[Kutipan Halaman]

Jelajahi Warisan Budaya Melayu di Pulau Penyengat nan Memikat

By Agni Malagina, Jumat, 1 Februari 2019 | 13:00 WIB
Masjid Raya Sultan Riau di Pulau Penyengat tampak dari foto udara. (Feri Latief)

 

Nationalgeographic.co.id - Seakan tidak ada habisnya menghitung khazanah budaya Melayu di Pulau Penyengat. Sebuah pulau dengan luas tak lebih dari 2 km persegi di wilayah perbatasan Indonesia Singapura. Pulau Penyengat juga menjadi bagian dari Kota Tanjungpinang, Kepulaian Riau.

Keistimewaan Pulau Penyengat sudah tak dapat dimungkiri lagi. Ia menjadi pusat kebudyaaan Melayu dan pusat kajian Melayu Islam yang ternama di dunia.

Puluhan peneliti Indonesia dan akademisi mancanegara datang meneliti Kebudayaan Melayu di pulau ini. Siapa tak kenal Raja Ali Haji, pencipta Gurindam Dua Belas. Ia juga peletak dasar gramatika Bahasa Melayu yang kelak disebut Bahasa Indonesia. Ya… Bahasa Indonesia yang mempersatukan Nusantara.

Baca Juga : Tetap Kurus Meskipun Banyak Makan? Ini Penjelasan Ilmiah Di Baliknya

 “Apa yang mengaitkan Pulau Penyengat dengan Flores?” tanya Wiwien Tribuwani pakar pariwisata berkelanjutan ternama di Indonesia tentang Pulau Penyengat.

[Tugas 1] Siapa saja orang yang disebut namanya dalam kutipan halaman tentang Pulau Penyengat? Tuliskan semuanya sesuai urutan kemunculannya.
Kutipan halaman dan catatan tidak saling berhubungan.

[Bahan yang Diberikan]
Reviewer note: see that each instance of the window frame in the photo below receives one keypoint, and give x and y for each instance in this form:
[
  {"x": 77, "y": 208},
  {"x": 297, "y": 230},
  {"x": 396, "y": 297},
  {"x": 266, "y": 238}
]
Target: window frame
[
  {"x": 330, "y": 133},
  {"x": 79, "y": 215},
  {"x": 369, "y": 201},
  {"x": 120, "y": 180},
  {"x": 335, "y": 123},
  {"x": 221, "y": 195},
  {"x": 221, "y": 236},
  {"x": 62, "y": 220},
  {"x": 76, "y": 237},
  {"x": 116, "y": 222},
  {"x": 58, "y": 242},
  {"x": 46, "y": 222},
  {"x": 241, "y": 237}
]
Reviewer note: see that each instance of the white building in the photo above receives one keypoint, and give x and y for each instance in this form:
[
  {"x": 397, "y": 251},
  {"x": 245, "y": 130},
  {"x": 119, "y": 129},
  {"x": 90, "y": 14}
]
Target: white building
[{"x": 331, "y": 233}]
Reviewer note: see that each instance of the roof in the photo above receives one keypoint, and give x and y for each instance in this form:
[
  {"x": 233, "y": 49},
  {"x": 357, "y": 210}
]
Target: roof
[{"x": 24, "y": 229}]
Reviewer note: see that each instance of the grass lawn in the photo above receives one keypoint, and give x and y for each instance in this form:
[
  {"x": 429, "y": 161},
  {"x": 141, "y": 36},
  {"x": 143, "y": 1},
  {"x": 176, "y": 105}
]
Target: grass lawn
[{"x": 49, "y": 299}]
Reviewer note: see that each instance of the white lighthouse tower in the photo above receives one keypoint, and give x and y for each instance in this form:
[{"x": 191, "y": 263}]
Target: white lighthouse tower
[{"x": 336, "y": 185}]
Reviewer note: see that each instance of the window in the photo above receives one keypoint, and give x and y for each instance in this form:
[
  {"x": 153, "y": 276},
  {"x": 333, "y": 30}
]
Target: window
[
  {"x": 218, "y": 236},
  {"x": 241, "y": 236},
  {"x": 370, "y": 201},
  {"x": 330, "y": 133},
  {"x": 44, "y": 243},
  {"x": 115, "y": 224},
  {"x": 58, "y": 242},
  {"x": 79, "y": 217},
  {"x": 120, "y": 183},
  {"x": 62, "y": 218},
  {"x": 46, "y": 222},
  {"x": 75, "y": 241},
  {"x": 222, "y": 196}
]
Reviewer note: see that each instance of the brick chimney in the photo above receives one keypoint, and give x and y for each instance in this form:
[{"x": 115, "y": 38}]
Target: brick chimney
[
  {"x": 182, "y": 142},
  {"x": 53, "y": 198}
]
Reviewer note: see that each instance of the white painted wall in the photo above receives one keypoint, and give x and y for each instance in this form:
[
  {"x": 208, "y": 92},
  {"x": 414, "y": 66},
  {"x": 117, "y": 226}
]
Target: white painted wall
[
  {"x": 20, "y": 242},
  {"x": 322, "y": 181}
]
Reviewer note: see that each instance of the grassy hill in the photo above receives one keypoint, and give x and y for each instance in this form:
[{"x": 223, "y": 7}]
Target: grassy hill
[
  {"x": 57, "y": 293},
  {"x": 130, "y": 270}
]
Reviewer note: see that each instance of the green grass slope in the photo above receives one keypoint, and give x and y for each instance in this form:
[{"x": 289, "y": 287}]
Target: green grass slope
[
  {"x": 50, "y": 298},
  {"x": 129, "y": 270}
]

[Tugas 2] Ada berapa baris dalam catatan yang memuat kata "window"? Hitunglah dengan membedakan huruf besar dan kecil, lalu berikan angkanya saja.

[Jawaban Tertulis 1] Agni Malagina, Feri Latief, Raja Ali Haji, Wiwien Tribuwani

[Jawaban Tertulis 2] 4